### 原文

>>

説明

導電性接着剤および電子部品

【課題】室温で液状のフェノール樹脂およびエポキシ樹脂を含有する導電性接着剤に酸化膜除去を配合した場合であっても、製造時や使用前のゲル化や増粘が抑制され、導電性も良好な導電性接着剤とこれを用いた電子部品の提供。
【解決手段】室温で液状のエポキシ樹脂と、室温で液状のフェノール樹脂と、反応性希釈剤と、イミダゾール化合物と、銀粉および/または銀コート金属粉とを含有する導電性接着剤であって、潜在性グルタル酸発生化合物を0.05〜5質量%の範囲でさらに含有する導電性接着剤。

【発明の詳細な説明】
【技術分野】
【0001】
本発明は、導電性接着剤およびこれを用いた電子部品に関する。

<<

### データ一覧
>>

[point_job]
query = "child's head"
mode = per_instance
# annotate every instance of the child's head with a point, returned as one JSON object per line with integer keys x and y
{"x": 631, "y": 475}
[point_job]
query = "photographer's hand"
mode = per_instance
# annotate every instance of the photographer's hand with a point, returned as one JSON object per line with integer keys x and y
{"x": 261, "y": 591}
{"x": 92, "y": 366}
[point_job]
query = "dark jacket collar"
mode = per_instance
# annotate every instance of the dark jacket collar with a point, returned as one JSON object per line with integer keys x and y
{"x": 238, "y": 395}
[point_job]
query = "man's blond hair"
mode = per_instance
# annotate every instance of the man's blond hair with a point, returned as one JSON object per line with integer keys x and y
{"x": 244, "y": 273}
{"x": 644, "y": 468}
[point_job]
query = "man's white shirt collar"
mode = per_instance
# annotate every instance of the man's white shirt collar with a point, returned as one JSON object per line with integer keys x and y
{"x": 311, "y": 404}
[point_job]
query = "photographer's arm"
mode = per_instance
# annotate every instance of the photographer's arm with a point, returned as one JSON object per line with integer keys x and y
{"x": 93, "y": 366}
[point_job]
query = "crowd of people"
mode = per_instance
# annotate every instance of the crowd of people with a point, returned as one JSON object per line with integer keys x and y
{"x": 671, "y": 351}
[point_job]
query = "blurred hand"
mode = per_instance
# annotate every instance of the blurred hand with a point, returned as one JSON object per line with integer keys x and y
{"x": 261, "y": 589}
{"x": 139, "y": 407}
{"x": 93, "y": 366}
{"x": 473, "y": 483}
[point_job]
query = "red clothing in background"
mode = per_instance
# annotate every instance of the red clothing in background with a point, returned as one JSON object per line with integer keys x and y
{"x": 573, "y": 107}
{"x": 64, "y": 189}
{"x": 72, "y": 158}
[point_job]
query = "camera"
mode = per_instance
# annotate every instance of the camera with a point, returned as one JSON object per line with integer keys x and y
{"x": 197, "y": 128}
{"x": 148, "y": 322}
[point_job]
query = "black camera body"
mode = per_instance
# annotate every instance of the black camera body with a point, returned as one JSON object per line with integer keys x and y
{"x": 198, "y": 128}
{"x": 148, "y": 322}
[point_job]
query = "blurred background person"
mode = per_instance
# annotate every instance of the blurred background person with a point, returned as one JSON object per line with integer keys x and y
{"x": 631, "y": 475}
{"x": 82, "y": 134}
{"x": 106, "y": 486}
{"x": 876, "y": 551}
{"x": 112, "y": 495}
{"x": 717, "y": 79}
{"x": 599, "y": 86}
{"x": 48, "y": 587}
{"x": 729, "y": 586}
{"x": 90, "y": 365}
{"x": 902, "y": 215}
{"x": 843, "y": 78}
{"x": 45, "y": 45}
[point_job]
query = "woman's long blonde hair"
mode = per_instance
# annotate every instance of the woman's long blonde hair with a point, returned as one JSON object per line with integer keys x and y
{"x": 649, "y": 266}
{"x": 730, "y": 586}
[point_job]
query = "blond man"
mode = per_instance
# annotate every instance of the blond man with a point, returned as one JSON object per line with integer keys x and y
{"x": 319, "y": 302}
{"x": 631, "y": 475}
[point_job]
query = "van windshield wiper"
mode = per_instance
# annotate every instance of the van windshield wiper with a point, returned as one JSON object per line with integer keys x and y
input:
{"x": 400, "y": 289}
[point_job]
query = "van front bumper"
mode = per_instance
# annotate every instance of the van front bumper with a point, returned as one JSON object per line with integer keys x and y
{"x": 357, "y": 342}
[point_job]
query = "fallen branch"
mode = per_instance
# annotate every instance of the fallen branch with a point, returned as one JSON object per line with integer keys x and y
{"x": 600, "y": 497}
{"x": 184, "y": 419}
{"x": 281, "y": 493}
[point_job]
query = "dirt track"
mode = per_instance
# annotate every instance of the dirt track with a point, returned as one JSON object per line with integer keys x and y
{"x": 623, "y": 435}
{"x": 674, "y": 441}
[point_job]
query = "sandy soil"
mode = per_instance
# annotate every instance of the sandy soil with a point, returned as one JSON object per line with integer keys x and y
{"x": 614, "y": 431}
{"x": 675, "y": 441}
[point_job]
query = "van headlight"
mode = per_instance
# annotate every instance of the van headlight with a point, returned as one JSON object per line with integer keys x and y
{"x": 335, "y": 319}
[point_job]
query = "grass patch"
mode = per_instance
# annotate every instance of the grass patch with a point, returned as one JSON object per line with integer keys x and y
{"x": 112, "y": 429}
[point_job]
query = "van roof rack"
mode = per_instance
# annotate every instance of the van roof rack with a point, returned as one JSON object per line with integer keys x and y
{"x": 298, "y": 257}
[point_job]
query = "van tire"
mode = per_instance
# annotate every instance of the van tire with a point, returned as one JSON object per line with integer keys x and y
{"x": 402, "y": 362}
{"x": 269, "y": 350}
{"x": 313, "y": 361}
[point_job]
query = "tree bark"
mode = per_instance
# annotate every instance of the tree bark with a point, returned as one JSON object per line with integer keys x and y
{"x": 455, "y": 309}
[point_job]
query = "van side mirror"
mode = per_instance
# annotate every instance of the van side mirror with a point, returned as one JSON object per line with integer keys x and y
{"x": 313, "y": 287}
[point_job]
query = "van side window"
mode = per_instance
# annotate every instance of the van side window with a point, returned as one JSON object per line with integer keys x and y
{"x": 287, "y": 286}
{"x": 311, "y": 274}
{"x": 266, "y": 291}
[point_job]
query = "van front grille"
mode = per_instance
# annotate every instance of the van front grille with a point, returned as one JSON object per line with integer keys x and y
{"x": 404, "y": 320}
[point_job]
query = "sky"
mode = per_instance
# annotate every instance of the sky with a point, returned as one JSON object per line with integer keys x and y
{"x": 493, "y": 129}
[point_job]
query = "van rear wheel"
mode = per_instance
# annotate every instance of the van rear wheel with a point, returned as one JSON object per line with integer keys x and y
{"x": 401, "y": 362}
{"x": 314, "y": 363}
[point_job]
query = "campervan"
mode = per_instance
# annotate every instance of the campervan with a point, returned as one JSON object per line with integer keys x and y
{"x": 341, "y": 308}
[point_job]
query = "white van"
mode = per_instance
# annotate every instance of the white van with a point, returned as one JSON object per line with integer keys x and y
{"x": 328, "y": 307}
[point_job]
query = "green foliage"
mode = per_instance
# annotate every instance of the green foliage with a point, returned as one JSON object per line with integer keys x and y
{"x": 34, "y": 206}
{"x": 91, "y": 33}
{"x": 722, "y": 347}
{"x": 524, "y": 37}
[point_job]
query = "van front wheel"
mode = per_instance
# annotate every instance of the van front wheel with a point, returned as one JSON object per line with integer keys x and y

<<

### 取り組む課題
導電性接着剤の文書を、最後の文に続けて書き継いでください。 一覧は導電性接着剤の文書とは別の資料です。

### この課題の解答
【背景技術】
【0002】
従来、コンデンサ素子などの電子素子チップを外部電極に接合する際に、導電性接着剤が使用されることが多い。
このような導電性接着剤として、エポキシ樹脂とフェノール樹脂とイミダゾール化合物と導電性金属粒子とを含有する導電性接着剤が提案されている(例えば特許文献1)。
また、導電性接着剤に有機カルボン酸などの酸化膜除去剤を配合して導電性金属粒子の表面酸化膜を除去し、導電性を向上させる技術も知られている(例えば特許文献2)。
【特許文献1】特開2000−192000号公報
【特許文献2】特開平8−302312号公報
【発明の開示】
【発明が解決しようとする課題】
【0003】
しかしながら、従来のフェノール樹脂を含有する導電性接着剤においては、特許文献1にも記載のように、導電性接着剤の製造時に例えば50℃程度の加温下で各成分を混合させる必要があり、製造に手間がかかった。また、フェノール樹脂を溶解させるためには、多量の反応性希釈剤を使用する必要があったが、多量の反応性希釈剤を含有する導電性接着剤では、その硬化物の接着強度が不十分になってしまうという問題があった。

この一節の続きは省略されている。